#### [Exercise description]
Please pull out every line in the items below that contains the word "wristband" and copy each one unchanged.

#### [Material for this exercise]

········

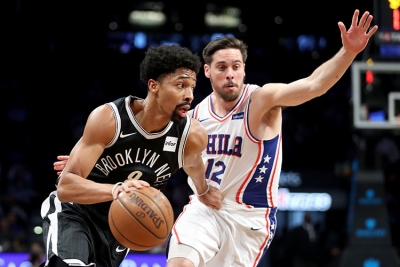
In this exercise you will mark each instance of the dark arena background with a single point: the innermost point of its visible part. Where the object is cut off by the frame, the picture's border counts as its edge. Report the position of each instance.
(341, 151)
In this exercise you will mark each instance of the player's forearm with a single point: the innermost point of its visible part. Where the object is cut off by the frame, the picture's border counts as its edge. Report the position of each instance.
(197, 174)
(73, 188)
(329, 73)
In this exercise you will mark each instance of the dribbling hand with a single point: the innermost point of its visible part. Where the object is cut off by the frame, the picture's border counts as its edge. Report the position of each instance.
(213, 198)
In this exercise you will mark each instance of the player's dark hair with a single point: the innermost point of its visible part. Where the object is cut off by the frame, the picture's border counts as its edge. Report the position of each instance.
(166, 59)
(223, 43)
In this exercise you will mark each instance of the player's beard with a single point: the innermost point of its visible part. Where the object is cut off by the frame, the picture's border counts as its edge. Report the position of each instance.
(231, 96)
(175, 117)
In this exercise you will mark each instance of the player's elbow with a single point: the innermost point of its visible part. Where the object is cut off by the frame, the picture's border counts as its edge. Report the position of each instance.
(62, 194)
(62, 191)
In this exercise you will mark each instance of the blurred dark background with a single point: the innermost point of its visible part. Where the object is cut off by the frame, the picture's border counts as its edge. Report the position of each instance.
(61, 59)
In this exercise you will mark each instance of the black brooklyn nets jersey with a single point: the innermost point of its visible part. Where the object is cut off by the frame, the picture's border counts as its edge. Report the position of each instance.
(136, 154)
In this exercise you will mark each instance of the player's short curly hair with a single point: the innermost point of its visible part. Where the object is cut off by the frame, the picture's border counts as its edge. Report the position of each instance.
(166, 59)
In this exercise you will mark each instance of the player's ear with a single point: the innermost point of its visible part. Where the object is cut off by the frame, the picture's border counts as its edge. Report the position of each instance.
(152, 85)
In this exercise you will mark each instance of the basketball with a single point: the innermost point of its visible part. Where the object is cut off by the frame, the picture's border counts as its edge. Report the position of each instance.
(142, 219)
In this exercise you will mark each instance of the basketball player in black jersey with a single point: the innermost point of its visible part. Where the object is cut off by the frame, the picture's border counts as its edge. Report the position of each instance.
(130, 142)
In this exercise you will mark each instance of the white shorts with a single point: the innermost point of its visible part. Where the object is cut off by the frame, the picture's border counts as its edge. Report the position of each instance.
(225, 238)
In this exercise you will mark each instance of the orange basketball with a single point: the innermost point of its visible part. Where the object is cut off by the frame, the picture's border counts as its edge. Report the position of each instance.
(142, 219)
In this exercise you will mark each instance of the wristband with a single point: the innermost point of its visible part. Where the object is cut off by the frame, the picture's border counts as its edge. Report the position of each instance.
(202, 194)
(115, 186)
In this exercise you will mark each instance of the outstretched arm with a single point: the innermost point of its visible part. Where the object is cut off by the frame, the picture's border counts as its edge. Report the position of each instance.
(354, 40)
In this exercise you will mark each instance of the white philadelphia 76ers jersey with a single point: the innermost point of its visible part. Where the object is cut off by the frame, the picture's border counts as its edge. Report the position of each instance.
(245, 169)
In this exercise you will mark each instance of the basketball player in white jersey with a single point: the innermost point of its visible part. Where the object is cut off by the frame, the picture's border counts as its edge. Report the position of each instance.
(243, 156)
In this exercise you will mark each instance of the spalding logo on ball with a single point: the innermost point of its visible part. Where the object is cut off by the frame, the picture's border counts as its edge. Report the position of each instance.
(142, 219)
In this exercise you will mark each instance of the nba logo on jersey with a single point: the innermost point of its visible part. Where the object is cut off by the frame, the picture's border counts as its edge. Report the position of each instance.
(170, 144)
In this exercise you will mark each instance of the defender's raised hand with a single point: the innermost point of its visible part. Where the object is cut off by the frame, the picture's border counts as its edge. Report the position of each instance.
(356, 38)
(60, 164)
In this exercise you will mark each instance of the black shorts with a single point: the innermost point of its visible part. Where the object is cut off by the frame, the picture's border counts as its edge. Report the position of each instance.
(77, 238)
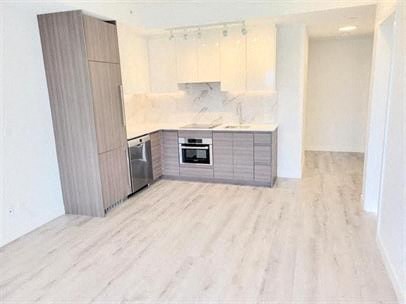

········

#### [Expected output]
In this exercise you will mark each instance of the wristband with a single point: the innermost point of its visible part. Where the object is cut off by the frame, the picture's border counts as its edge. Report the position of each instance.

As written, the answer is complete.